[START OF Given passage]

Orson Welles (Photo: Jane Bown)
In his latest documentary, The Eyes of Orson Welles, MARK COUSINS presents the life of the mercurial film-maker through the sketches, drawings and paintings he left behind after his death in 1985. Review: NEIL MUDD.
It is fitting The Eyes of Orson Welles should seek to understand this most visual of Hollywood directors by interrogating the artworks he created and was, in turn, created by.
Many are revealed here for the first time, like the hundreds upon hundreds of Christmas cards Welles produced for family and friends, festive jollies which over the years morphed into mitigation of his guilt at his infidelity.
Here are the people, places and things that fired the director’s imagination, evidenced in the blur of lines across the page as quill seeks to keep pace with the tumult of ideas.
Welles was just twenty-six years old when he co-wrote, produced, directed and starred in Citizen Kane, routinely considered to be one of the greatest films of all time. He had lived through an eternity of experience before that.
The director was a dark magus, a shaman who sketched himself besieged by black clouds of ‘gloom.’ He was a complex composite of attributes, capable of great tenderness and even greater monstrosity.
He wooed people, says Mark Cousins, and just as quickly grew bored and cast them aside.
Some, like John Houseman, an early recipient of such treatment, were left feeling slighted and embittered. Houseman told Sight & Sound’s Penelope Huston in 1962: ‘Welles has always sincerely felt that he, single-handed, wrote Citizen Kane and everything else that he has directed – except, possibly, the plays of Shakespeare.’
A gifted caricaturist, the director always seemed more European in his aesthetic sensibilities. Drawn to the grotesque and the gnarled, Welles was never happier than when submerged in some elaborate disguise or other. ‘Were you in a hurry to grow old, Orson?’ wonders Cousins.
His pre-war stagings of Macbeth and Julius Caesar were provocative calls to arms. Welles created scores of sketches and watercolours to match – urgent, insistent, and deeply expressionist.
Before he even set foot in a film studio, Welles was painting with light, an idea borrowed from Leni Riefenstahl (‘of all people,’ notes Cousins), who in her turn said of Welles, ‘He draws marvellous pictures in the margin of Shakespeare.’
As a sixteen year old, travelling around Ireland by donkey and cart painting and sketching as he went, he had visited Aran the same year Robert Flaherty shot Man of Aran there.
The experience possibly inspired the love for ‘ordinary’ faces which sets Welles’s films apart from his Hollywood counterparts – the masked-ball scene in Mr Arkadin, embodies the nightmare shadows of Goya, Cousins suggests.

[END OF Given passage]

Aim:
Resume the review of the Orson Welles documentary, starting after its final sentence. The lines after the review are separate material with no connection to it.

[START OF Dataset extract]

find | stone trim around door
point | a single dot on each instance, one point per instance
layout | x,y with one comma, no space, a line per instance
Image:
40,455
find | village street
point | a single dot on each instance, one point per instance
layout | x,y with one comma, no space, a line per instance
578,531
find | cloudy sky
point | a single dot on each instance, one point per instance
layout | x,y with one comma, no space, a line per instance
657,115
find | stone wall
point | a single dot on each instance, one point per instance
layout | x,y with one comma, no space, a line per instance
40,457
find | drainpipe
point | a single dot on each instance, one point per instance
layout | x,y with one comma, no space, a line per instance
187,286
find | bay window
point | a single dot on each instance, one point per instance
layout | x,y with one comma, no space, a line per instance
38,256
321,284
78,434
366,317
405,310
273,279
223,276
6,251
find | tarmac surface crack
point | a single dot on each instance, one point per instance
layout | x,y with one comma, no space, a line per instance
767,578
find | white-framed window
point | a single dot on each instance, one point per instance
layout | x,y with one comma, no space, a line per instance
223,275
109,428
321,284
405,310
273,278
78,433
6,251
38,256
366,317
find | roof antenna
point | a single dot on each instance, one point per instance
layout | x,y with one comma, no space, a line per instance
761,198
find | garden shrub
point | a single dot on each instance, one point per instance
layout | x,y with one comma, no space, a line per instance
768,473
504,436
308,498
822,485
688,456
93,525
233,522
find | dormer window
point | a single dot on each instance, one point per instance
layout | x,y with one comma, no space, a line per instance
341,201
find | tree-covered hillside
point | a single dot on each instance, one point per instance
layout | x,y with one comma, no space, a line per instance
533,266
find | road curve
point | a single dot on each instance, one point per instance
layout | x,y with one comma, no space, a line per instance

[END OF Dataset extract]

Final answer:
There is a blunt realist sensibility to It’s All True, the aborted production Welles was working on in South America when RKO instructed editor Robert Wise to recut The Magnificent Ambersons in the director’s absence.
Being removed from films became something of a defining characteristic of his career. Art was his outlet for the frustration and resentment perpetuated as a result.
Welles’s daughter Beatrice points to an oil painting made when the director was barred from the set of Touch of Evil. It is furious and rough-hewn, its grid-work of coloured blocks almost stabbed into the surface of the canvas.
The director rarely painted landscape, much preferring to concentrate on people instead. When Isaac Woodward, a black GI who had fought in the Pacific war, was beaten by an unknown policeman so severely he was left permanently blind, it was Welles who vowed to bring Officer X to justice.
‘I will find means to remove from you all refuge,’ he promised via a radio broadcast in July 1946. ‘You can’t get rid of me. We have an appointment, you and I.’ It was a bold challenge to issue and he risked everything to issue it. He would be receiving hate mail for years to come.
Welles recounted part of this story for the BBC’s Sketchbook of Orson Welles in 1955, his voice still simmering with the barely concealed rage he felt (Officer X was eventually unmasked as Chief of Police Linnwood Shul from South Carolina, who was arrested, indicted and acquitted).
The sketch Welles makes of Woodward during that programme is amongst his most powerful and compassionate. It reveals a man imbued with a stoic dignity and sadness.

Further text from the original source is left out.